--- GOAL OF THE EXERCISE ---
Reproduce the records below character for character, leaving nothing out and changing nothing.

--- SUPPLIED RECORDS ---
(begin)
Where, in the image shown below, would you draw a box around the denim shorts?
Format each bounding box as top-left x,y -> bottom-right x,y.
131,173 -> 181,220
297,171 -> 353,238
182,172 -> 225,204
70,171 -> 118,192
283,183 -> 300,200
(end)
--- FULL RESPONSE ---
Where, in the image shown below, would you draw a box around the denim shorts?
Format each bounding box as top-left x,y -> bottom-right x,y.
131,173 -> 181,220
297,171 -> 353,238
182,172 -> 225,204
70,171 -> 118,192
283,183 -> 300,200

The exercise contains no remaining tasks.